Extract provided:
----------

CODEWITHSUNDEEP
listscalafunctional-programming
Surya
Surya

Reputation: 1053

Dividing a list in specific number of sublists

I want to divide a list in "a specific number of" sublists.

That is, for example if I have a list List(34, 11, 23, 1, 9, 83, 5) and the number of sublists expected is 3 then I want List(List(34, 11), List(23, 1), List(9, 83, 5)).

How do I go about doing this? I tried grouped but it doesn't seem to be doing what I want.

PS: This is not a homework question. Kindly give a direct solution instead of some vague suggestions.

EDIT:

A little change in the requirements...

Given a list List(34, 11, 23, 1, 9, 83, 5) and number of sublists = 3, I want the output to be List(List(34), List(11), List(23, 1, 9, 83, 5)). (i.e. 1 element per list except for the last list which holds all the remaining elements.)

Upvotes: 4

Views: 4123

Answers (5)

----------

Source data:
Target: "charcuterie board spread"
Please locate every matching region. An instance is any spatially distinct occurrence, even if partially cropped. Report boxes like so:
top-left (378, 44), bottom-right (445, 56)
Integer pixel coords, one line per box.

----------

Instructions for the task: Copy the passage from the thread on splitting a list into sublists word for word, starting at the words "I want to divide" and stopping after "in the requirements...". The listing isn't needed for this.

Exercise response:
I want to divide a list in "a specific number of" sublists.

That is, for example if I have a list List(34, 11, 23, 1, 9, 83, 5) and the number of sublists expected is 3 then I want List(List(34, 11), List(23, 1), List(9, 83, 5)).

How do I go about doing this? I tried grouped but it doesn't seem to be doing what I want.

PS: This is not a homework question. Kindly give a direct solution instead of some vague suggestions.

EDIT:

A little change in the requirements...